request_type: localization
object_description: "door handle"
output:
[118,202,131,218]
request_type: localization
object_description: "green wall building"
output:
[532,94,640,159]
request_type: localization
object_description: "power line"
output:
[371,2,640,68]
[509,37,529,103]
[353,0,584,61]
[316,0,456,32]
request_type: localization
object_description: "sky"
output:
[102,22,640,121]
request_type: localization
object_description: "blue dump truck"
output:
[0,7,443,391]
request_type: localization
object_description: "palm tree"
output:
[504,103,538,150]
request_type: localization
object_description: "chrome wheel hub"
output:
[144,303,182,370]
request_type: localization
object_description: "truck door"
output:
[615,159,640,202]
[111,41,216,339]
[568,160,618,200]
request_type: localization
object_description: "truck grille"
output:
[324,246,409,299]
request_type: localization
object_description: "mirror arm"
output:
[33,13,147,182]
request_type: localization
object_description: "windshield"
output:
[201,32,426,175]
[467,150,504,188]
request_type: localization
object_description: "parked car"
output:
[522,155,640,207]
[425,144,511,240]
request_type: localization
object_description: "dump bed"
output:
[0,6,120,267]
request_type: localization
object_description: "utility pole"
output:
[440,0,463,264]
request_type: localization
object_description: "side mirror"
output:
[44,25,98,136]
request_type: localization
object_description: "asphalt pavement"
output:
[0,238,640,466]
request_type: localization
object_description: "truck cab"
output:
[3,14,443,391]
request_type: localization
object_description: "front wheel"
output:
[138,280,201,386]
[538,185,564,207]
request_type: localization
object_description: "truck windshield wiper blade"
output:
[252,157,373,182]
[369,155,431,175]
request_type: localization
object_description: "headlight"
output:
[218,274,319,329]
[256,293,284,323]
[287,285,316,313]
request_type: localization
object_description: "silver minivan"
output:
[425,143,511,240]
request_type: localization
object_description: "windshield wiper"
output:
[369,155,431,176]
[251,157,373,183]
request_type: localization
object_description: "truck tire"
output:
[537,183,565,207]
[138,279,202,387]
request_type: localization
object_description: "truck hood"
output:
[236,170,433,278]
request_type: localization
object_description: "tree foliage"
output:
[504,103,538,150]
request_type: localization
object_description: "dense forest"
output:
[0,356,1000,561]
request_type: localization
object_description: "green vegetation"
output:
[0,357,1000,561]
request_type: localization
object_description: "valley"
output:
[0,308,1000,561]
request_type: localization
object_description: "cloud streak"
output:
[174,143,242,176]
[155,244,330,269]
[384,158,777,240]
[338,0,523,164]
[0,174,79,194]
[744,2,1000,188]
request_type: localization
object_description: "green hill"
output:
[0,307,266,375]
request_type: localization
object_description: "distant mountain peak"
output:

________

# [Directions for this task]
Put every line of the material above into a Markdown table with the columns "Row" and "Line." Number each line in order, and leave out any blank lines.

# [Correct output]
| Row | Line |
|---|---|
| 1 | request_type: localization |
| 2 | object_description: "door handle" |
| 3 | output: |
| 4 | [118,202,131,218] |
| 5 | request_type: localization |
| 6 | object_description: "green wall building" |
| 7 | output: |
| 8 | [532,94,640,159] |
| 9 | request_type: localization |
| 10 | object_description: "power line" |
| 11 | output: |
| 12 | [371,2,640,68] |
| 13 | [509,37,529,103] |
| 14 | [353,0,584,61] |
| 15 | [316,0,456,32] |
| 16 | request_type: localization |
| 17 | object_description: "sky" |
| 18 | output: |
| 19 | [102,22,640,121] |
| 20 | request_type: localization |
| 21 | object_description: "blue dump truck" |
| 22 | output: |
| 23 | [0,7,443,391] |
| 24 | request_type: localization |
| 25 | object_description: "palm tree" |
| 26 | output: |
| 27 | [504,103,538,150] |
| 28 | request_type: localization |
| 29 | object_description: "chrome wheel hub" |
| 30 | output: |
| 31 | [144,303,182,370] |
| 32 | request_type: localization |
| 33 | object_description: "truck door" |
| 34 | output: |
| 35 | [615,159,640,202] |
| 36 | [111,41,216,339] |
| 37 | [568,160,618,200] |
| 38 | request_type: localization |
| 39 | object_description: "truck grille" |
| 40 | output: |
| 41 | [324,246,409,299] |
| 42 | request_type: localization |
| 43 | object_description: "mirror arm" |
| 44 | output: |
| 45 | [33,13,147,182] |
| 46 | request_type: localization |
| 47 | object_description: "windshield" |
| 48 | output: |
| 49 | [201,32,426,175] |
| 50 | [467,150,504,188] |
| 51 | request_type: localization |
| 52 | object_description: "parked car" |
| 53 | output: |
| 54 | [522,155,640,207] |
| 55 | [425,144,511,240] |
| 56 | request_type: localization |
| 57 | object_description: "dump bed" |
| 58 | output: |
| 59 | [0,6,120,267] |
| 60 | request_type: localization |
| 61 | object_description: "utility pole" |
| 62 | output: |
| 63 | [440,0,463,264] |
| 64 | request_type: localization |
| 65 | object_description: "side mirror" |
| 66 | output: |
| 67 | [44,25,98,136] |
| 68 | request_type: localization |
| 69 | object_description: "asphalt pavement" |
| 70 | output: |
| 71 | [0,238,640,466] |
| 72 | request_type: localization |
| 73 | object_description: "truck cab" |
| 74 | output: |
| 75 | [3,14,443,391] |
| 76 | request_type: localization |
| 77 | object_description: "front wheel" |
| 78 | output: |
| 79 | [138,280,201,386] |
| 80 | [538,185,564,207] |
| 81 | request_type: localization |
| 82 | object_description: "truck windshield wiper blade" |
| 83 | output: |
| 84 | [252,157,373,182] |
| 85 | [369,155,431,175] |
| 86 | request_type: localization |
| 87 | object_description: "headlight" |
| 88 | output: |
| 89 | [218,274,319,329] |
| 90 | [256,293,284,323] |
| 91 | [287,285,316,313] |
| 92 | request_type: localization |
| 93 | object_description: "silver minivan" |
| 94 | output: |
| 95 | [425,143,511,240] |
| 96 | request_type: localization |
| 97 | object_description: "windshield wiper" |
| 98 | output: |
| 99 | [369,155,431,176] |
| 100 | [251,157,373,183] |
| 101 | request_type: localization |
| 102 | object_description: "truck tire" |
| 103 | output: |
| 104 | [537,183,565,207] |
| 105 | [138,279,202,387] |
| 106 | request_type: localization |
| 107 | object_description: "truck hood" |
| 108 | output: |
| 109 | [236,170,433,278] |
| 110 | request_type: localization |
| 111 | object_description: "tree foliage" |
| 112 | output: |
| 113 | [504,103,538,150] |
| 114 | request_type: localization |
| 115 | object_description: "dense forest" |
| 116 | output: |
| 117 | [0,356,1000,561] |
| 118 | request_type: localization |
| 119 | object_description: "green vegetation" |
| 120 | output: |
| 121 | [0,357,1000,561] |
| 122 | request_type: localization |
| 123 | object_description: "valley" |
| 124 | output: |
| 125 | [0,308,1000,561] |
| 126 | request_type: localization |
| 127 | object_description: "cloud streak" |
| 128 | output: |
| 129 | [174,143,242,176] |
| 130 | [155,244,330,269] |
| 131 | [384,158,777,240] |
| 132 | [338,0,523,164] |
| 133 | [0,174,79,194] |
| 134 | [744,2,1000,188] |
| 135 | request_type: localization |
| 136 | object_description: "green hill" |
| 137 | output: |
| 138 | [0,307,266,375] |
| 139 | request_type: localization |
| 140 | object_description: "distant mountain peak" |
| 141 | output: |